┌──

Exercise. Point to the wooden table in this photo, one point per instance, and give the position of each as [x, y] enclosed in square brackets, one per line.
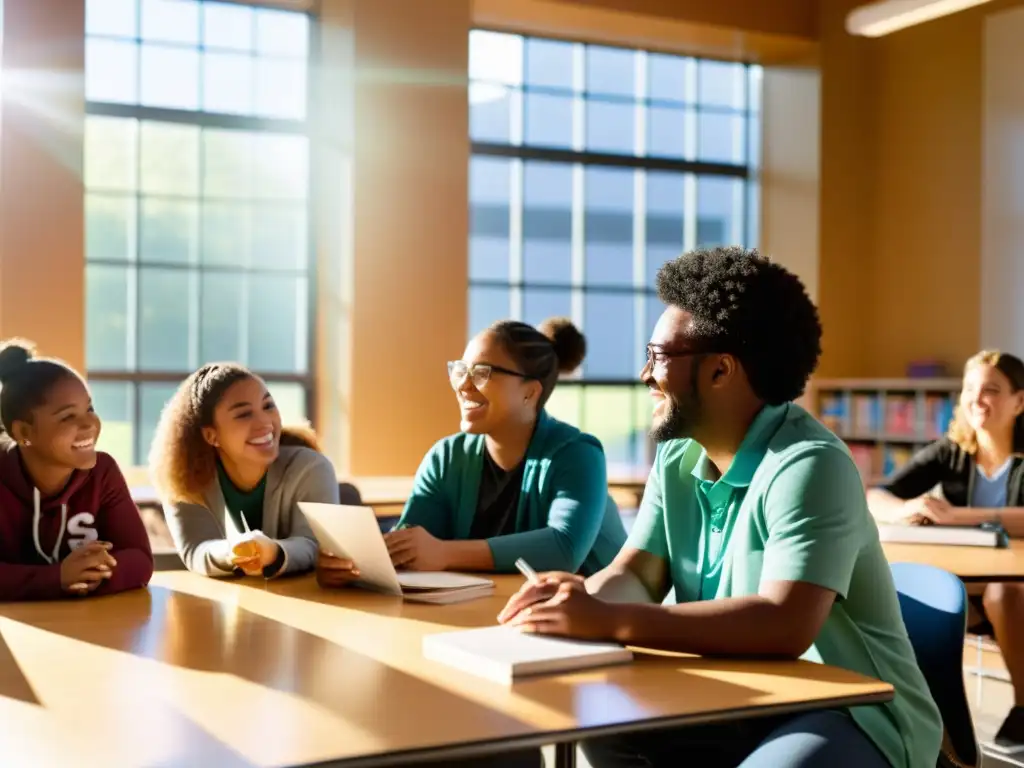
[969, 563]
[202, 672]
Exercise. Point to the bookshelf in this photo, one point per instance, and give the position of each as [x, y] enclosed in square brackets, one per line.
[884, 421]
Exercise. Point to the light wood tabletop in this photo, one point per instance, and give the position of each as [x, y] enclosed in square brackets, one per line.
[196, 671]
[969, 563]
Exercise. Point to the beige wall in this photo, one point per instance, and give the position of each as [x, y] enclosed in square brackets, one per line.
[791, 165]
[394, 285]
[41, 206]
[1003, 184]
[902, 144]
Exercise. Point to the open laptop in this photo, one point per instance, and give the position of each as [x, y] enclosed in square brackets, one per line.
[353, 534]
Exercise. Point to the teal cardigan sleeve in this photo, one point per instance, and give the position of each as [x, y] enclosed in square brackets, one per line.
[580, 487]
[427, 505]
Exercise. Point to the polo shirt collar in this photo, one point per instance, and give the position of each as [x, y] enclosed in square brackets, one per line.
[751, 452]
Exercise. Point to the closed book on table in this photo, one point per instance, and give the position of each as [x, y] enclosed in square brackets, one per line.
[505, 654]
[962, 536]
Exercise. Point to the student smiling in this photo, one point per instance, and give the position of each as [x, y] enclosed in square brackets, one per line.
[68, 523]
[514, 481]
[755, 518]
[979, 466]
[230, 477]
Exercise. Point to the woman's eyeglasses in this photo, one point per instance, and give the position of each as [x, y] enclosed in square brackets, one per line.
[479, 374]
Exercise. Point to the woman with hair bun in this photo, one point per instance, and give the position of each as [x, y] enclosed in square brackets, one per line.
[69, 526]
[514, 481]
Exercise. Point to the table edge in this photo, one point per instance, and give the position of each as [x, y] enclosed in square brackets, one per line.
[525, 741]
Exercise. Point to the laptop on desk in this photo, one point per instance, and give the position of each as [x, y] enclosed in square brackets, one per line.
[353, 534]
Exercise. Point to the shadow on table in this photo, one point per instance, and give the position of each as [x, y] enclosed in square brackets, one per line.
[680, 690]
[13, 684]
[456, 615]
[196, 633]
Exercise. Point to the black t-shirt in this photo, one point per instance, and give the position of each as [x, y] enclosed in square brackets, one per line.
[498, 501]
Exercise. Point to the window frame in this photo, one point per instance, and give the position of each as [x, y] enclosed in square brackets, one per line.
[203, 120]
[518, 150]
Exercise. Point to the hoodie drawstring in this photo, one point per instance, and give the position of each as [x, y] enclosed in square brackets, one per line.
[36, 517]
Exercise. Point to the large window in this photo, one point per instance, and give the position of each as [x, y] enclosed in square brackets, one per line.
[591, 167]
[197, 178]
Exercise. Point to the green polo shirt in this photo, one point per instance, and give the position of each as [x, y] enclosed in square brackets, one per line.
[792, 508]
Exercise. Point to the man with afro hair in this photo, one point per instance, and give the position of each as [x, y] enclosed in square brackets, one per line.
[755, 519]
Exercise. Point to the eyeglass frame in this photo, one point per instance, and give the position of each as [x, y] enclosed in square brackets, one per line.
[491, 369]
[654, 349]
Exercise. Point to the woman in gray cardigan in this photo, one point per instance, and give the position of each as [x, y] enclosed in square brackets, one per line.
[230, 477]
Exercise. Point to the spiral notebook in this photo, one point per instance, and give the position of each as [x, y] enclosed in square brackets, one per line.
[506, 654]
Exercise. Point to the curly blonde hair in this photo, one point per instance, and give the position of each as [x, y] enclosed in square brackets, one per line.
[182, 464]
[1010, 366]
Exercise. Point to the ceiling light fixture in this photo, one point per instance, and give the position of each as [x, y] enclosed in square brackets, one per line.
[883, 17]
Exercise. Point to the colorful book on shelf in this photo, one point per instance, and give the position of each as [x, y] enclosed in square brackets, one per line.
[938, 415]
[833, 411]
[894, 458]
[900, 415]
[866, 414]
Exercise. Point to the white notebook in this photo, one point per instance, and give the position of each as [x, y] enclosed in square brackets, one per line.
[948, 535]
[505, 654]
[352, 532]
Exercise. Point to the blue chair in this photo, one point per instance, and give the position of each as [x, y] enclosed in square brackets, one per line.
[934, 606]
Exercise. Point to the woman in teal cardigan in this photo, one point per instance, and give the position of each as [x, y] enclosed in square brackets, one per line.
[514, 482]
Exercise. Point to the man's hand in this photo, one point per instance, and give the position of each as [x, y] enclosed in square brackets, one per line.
[531, 594]
[86, 567]
[415, 549]
[930, 510]
[570, 612]
[254, 551]
[333, 571]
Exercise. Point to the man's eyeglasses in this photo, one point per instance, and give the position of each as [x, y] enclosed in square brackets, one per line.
[656, 354]
[479, 374]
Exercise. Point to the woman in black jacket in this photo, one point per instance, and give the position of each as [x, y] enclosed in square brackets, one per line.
[979, 467]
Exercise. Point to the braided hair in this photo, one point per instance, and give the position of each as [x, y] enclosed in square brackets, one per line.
[181, 462]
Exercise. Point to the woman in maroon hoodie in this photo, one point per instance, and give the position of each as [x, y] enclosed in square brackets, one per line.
[68, 523]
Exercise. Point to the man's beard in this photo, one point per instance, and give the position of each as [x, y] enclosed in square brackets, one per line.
[680, 421]
[683, 412]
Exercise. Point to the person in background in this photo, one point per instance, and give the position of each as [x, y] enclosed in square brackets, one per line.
[68, 523]
[230, 477]
[979, 467]
[755, 514]
[514, 482]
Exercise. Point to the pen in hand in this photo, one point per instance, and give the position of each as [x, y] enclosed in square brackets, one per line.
[527, 571]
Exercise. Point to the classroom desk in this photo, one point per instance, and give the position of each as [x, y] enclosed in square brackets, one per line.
[969, 563]
[203, 672]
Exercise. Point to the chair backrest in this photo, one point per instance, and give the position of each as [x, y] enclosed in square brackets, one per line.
[934, 606]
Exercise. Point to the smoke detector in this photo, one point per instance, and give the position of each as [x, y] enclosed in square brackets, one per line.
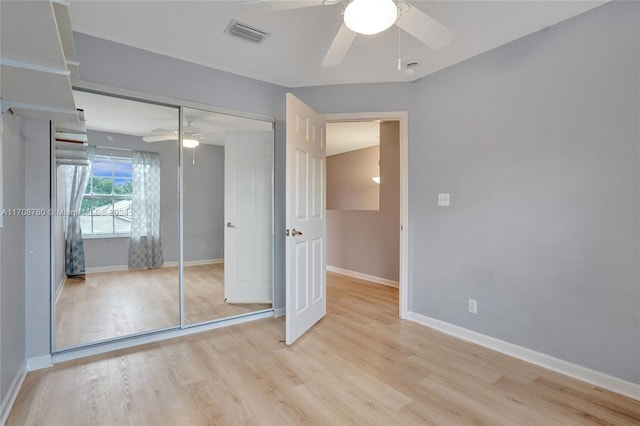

└──

Reproduce all of the records above word for word, leaving out the pictures.

SOLVED PROBLEM:
Exercise. Point to the wooden table in this photo, one point per instance, and give the position of each as [x, y] enclosed in square brackets, one per line.
[969, 563]
[202, 672]
Exercise. Point to the bookshelf in this photo, one point per instance, and give the position of each as [x, y] enclosed in square brackets, one per line.
[884, 421]
Exercise. Point to the light wood tabletop in this photo, one point per instance, and give the position of each as [x, y] enclosed in square brackets, one per line.
[196, 671]
[969, 563]
Exercise. Point to the beige wall in this photo, one point per instance, and give the position of each as [x, y] enclosed in square brackets, one per line.
[791, 165]
[394, 285]
[41, 206]
[1003, 184]
[902, 144]
Exercise. Point to the open laptop in this photo, one point per instance, and give the position of each as [x, y] enclosed in square brackets, one per line.
[353, 534]
Exercise. Point to the teal cardigan sleeve in this photo, one point per instance, and give the position of each as [x, y] enclosed in square brackets, one per line.
[580, 487]
[427, 505]
Exercise. Point to the polo shirt collar in this photo, one point per instance, and give the position of each as [x, y] enclosed in square brackets, one per line.
[751, 452]
Exercise. Point to the closed book on table in this photo, one point per instance, and give the position of each as [x, y] enclosed in square brackets, one per line.
[505, 654]
[962, 536]
Exercise. Point to the student smiling in this photo, one point per instance, and give the position of each as [x, y] enclosed in square brackets, one per line.
[68, 523]
[514, 481]
[755, 518]
[979, 466]
[230, 477]
Exercise. Point to the woman's eyeglasses in this photo, one point per instance, and give the position of each as [x, y] enclosed in square brackets, one per line.
[479, 374]
Exercise. Point to the woman with hair bun in this photo, one point per instance, and give the position of each as [x, y] enclosed in square brackets, one per line.
[69, 526]
[514, 481]
Exercise. Point to the table edge in this photo, one point per instance, and give the position of each as [x, y] enclosed in square brackets, one per line.
[525, 741]
Exercise. Point to the laptop on desk in this photo, one point per instance, and give the position of each as [x, y] enclosed in square brackets, one per line.
[353, 534]
Exercise. Point to the shadow on table in this photo, one point per instance, and give the position of each as [x, y] enclosed in square brackets, one per line.
[680, 690]
[13, 684]
[456, 615]
[196, 633]
Exercise. Point to the black t-shirt in this photo, one point per instance, and give the position of each as [x, y] enclosed in square brackets, one per line.
[498, 501]
Exercise. Point to the window frame in this photo, one point per instance, and give the position of each as [x, y] enclosed in square brackets, one per line.
[203, 120]
[518, 150]
Exercise. Point to the hoodie drawstring in this photo, one point per instance, and give the position of each as [x, y] enclosed in square brackets, one per line.
[36, 517]
Exercise. Point to the large window in this photo, one point per instance, and give the position of each as [x, y] enclosed in square brackets, one per line.
[591, 167]
[197, 178]
Exercise. Point to the green polo shirt in this photo, one point per instance, and give the position of each as [x, y] enclosed in square brackets, one per line.
[792, 508]
Exercise. Point to the man with afro hair in this photo, one point per instance, and give the position of each as [x, y] enclosed in square brackets, one per line.
[755, 519]
Exercise. Point to the eyeglass frame in this photo, one point per instance, and give the position of each as [x, y] enclosed in square brackets, one per line.
[491, 369]
[654, 349]
Exercise. Point to the woman in gray cardigan in this photo, one point per instance, and give the position of each as [x, y] enclosed in square brackets, one per line.
[230, 477]
Exercise. Point to the spiral notebook in this photo, one point per instance, and give the position of each as [x, y] enclosed in square brackets, one per line.
[506, 654]
Exercise. Point to the curly blonde hair in this photo, one point per instance, and give the position of each as [x, y] enclosed in square brackets, one per line.
[182, 464]
[1010, 366]
Exercise. Point to the ceiling light fixture in this photo, one point per instance, and give the position of each as [x, y] enclosed in square brackets, one per line.
[883, 17]
Exercise. Point to the colorful book on shelf in this photo, one point per instance, and give the position of each as [x, y] enclosed in square brackets, one per line.
[938, 415]
[833, 411]
[894, 458]
[900, 415]
[866, 414]
Exercise. Point to the white notebook in this photo, one point per instance, and give the position of each as [x, y] enclosed in square brackets, one per line.
[948, 535]
[505, 654]
[352, 532]
Exercise. Point to the blue chair in this photo, one point per instance, and give the position of each as [x, y] enclosed in square brackets, one per line.
[934, 606]
Exercise. Point to the woman in teal cardigan in this photo, one point per instance, and give the position of each as [x, y] enclosed in square brackets, one per line.
[514, 482]
Exercise. Point to the man's hand in this photo, one point per instance, and give the position of each as [x, y] enclosed in square brackets, one per line.
[531, 594]
[86, 567]
[415, 549]
[930, 510]
[570, 612]
[254, 551]
[333, 571]
Exercise. Point to the man's eyeglasses in this photo, one point per instance, and give the position of each as [x, y] enclosed in square brackets, one per line.
[656, 354]
[479, 374]
Exercise. Point to the woman in black jacket in this photo, one point per instance, and give the position of each as [x, y] enclosed in square brackets, one per line.
[979, 467]
Exercise. Point to the braided hair in this photo, one point per instance, and give the position of each as [x, y] enclosed in square brackets, one per line.
[181, 462]
Exercise. Point to the woman in maroon hoodie in this photo, one point per instance, and give the position of each as [x, y] enclosed in square brackets, one per line.
[68, 523]
Exercise. Point to the man's beard in this photo, one point per instance, and give the position of each as [x, y] enclosed in square brackets, one per line.
[680, 421]
[683, 412]
Exercise. Point to the person in background in this photo, one point per instance, and give the position of each as [x, y] enclosed in square brackets, one per line.
[68, 523]
[230, 477]
[979, 467]
[755, 514]
[514, 482]
Exercise. Point to the pen in hand in this photo, one point per instance, and give the position of each as [x, y] enclosed in square brackets, one per line.
[527, 571]
Exercise. Point to the classroom desk in this photo, one point per instance, and give the position of each as [x, y] enclosed in square brackets, one per line.
[969, 563]
[203, 672]
Exercise. Point to the chair backrest in this photo, one point per instance, and give the position of each as [x, y] enclosed in square brackets, one per line.
[934, 606]
Exercise. Point to the smoke detector in this photo, one point per instance, and give the position of each as [x, y] enclosed in square brackets, one per line.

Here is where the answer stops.